-- BEGIN Data supplied --
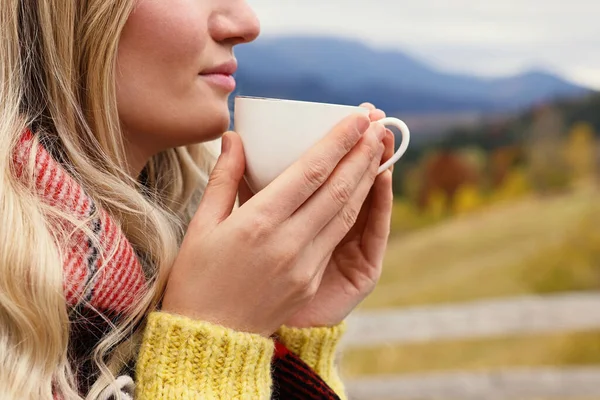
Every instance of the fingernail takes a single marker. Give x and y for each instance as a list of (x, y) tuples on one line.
[(380, 131), (225, 143), (362, 123)]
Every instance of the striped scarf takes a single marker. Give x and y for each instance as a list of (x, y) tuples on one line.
[(97, 289)]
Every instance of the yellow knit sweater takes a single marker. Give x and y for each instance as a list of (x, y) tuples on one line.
-- END Data supplied --
◆ **Written task**: Output every line of the listing above as a numbered list, with blank lines omitted. Leave the pictures out of your answer.

◆ **Answer below**:
1. Every instance of the fingernail takes a single marker. Give x and y for each instance as a list of (x, y) tuples on one line.
2. [(380, 131), (225, 143), (362, 123)]
3. Every instance of the striped scarf takes a single marker. Give x and y for each instance as a list of (x, y) tuples on one line.
4. [(97, 289)]
5. Every instance of the yellow knit sweater takes a single marker. Give x and y for each instance as a list of (x, y) tuples on one line.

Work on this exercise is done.